◆ THE PROBLEM: Work out how many lines of the data below hold the string "phrase". Answer with that number alone.

┄┄┄┄┄┄┄┄┄┄

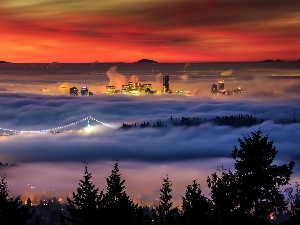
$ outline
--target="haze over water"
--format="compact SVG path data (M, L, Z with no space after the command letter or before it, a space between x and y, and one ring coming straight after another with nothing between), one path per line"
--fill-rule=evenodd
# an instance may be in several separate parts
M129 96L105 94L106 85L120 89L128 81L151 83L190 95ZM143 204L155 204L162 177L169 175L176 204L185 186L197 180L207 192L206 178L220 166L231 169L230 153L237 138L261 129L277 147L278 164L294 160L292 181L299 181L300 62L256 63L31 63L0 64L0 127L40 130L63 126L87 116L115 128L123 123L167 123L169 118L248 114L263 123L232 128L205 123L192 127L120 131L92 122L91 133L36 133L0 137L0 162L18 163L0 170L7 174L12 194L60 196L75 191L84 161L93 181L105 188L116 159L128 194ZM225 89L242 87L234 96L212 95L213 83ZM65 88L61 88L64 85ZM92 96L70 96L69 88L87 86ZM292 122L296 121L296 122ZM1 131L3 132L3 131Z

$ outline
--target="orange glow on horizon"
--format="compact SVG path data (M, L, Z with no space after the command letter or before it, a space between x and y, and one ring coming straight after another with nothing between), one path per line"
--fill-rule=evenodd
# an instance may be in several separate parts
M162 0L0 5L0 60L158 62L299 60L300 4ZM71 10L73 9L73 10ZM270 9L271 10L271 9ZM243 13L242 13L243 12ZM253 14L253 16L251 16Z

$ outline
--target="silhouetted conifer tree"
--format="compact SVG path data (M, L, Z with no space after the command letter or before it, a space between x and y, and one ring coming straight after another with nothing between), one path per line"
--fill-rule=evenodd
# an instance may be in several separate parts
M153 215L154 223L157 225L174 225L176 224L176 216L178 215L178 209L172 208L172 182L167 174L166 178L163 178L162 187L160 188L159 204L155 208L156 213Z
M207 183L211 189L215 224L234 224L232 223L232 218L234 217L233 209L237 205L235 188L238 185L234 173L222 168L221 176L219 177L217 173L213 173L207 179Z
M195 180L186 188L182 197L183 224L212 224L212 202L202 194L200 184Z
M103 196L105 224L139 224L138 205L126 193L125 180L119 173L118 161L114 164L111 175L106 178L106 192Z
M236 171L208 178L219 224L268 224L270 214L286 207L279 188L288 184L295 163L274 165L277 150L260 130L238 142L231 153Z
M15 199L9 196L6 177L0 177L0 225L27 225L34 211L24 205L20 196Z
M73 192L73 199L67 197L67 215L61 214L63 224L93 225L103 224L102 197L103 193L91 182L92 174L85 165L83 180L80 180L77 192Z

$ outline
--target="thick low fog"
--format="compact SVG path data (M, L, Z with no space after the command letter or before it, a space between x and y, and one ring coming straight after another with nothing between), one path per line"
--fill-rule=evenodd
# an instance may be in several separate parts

┄┄┄┄┄┄┄┄┄┄

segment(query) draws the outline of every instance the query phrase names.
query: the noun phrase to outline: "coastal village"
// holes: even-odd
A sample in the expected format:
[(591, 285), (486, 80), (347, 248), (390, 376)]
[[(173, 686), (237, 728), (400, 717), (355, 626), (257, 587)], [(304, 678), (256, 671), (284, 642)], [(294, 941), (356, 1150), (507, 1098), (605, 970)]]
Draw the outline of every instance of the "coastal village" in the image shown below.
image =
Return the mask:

┄┄┄┄┄┄┄┄┄┄

◆ OUTPUT FOR THIS EXERCISE: 2